▶ **What you should do**
Find each line in the items below that contains the word "graphic", and copy every such line.

▶ **Location identification items**
▼▼▼

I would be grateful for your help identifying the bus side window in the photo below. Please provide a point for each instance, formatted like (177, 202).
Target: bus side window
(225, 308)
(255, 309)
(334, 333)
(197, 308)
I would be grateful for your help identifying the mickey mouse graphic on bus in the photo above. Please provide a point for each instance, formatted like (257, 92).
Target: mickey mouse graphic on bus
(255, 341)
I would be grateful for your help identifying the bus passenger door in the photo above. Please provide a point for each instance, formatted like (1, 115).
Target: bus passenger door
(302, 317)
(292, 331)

▲▲▲
▼▼▼

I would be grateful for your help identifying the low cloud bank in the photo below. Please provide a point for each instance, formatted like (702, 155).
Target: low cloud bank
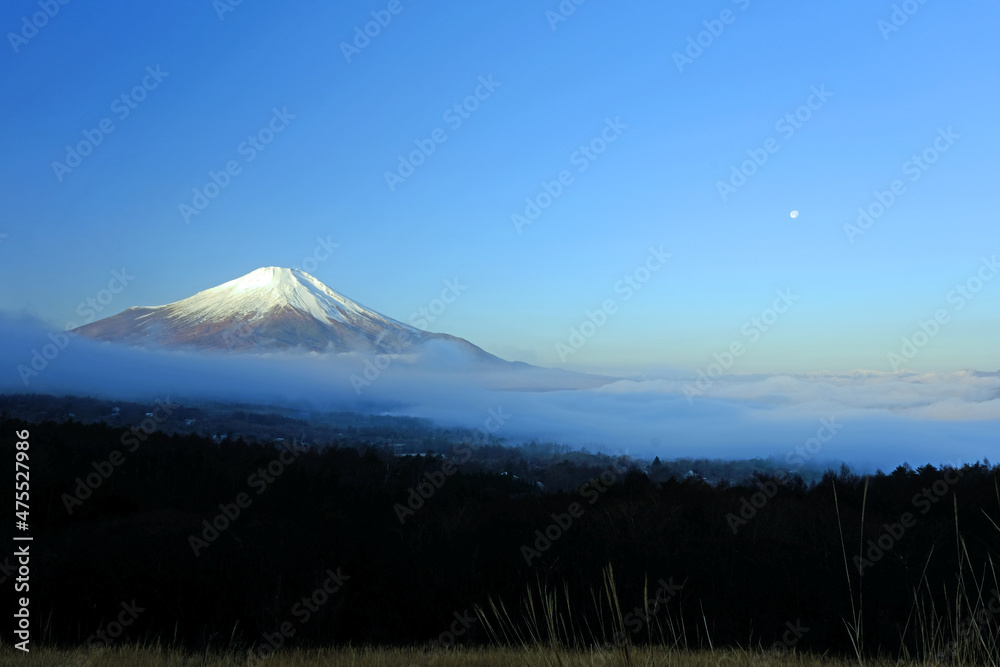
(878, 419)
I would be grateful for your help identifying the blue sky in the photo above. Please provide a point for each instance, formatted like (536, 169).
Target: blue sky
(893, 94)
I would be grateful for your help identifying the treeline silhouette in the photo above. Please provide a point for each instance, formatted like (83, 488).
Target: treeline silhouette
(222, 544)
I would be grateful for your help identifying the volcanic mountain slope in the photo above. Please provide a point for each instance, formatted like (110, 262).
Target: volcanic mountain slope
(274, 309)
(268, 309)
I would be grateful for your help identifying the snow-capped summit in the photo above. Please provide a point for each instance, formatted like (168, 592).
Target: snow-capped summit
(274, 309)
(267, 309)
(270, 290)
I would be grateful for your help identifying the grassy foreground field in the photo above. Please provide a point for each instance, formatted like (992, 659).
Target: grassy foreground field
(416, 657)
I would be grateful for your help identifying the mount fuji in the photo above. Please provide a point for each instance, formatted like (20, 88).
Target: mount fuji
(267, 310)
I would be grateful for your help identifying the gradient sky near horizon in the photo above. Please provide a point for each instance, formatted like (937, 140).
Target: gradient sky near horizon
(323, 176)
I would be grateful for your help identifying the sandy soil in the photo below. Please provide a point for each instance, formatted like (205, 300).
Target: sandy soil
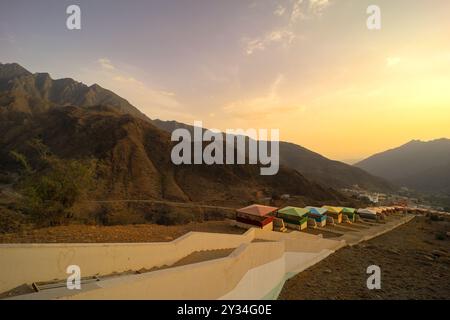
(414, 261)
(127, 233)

▲▲▲

▶ **Exercise response**
I would be grateful for your help identifying the mickey mouse graphic on bus in the photo above. Please provide a point for each instance, formatted like (257, 92).
Target: mickey mouse graphic on bus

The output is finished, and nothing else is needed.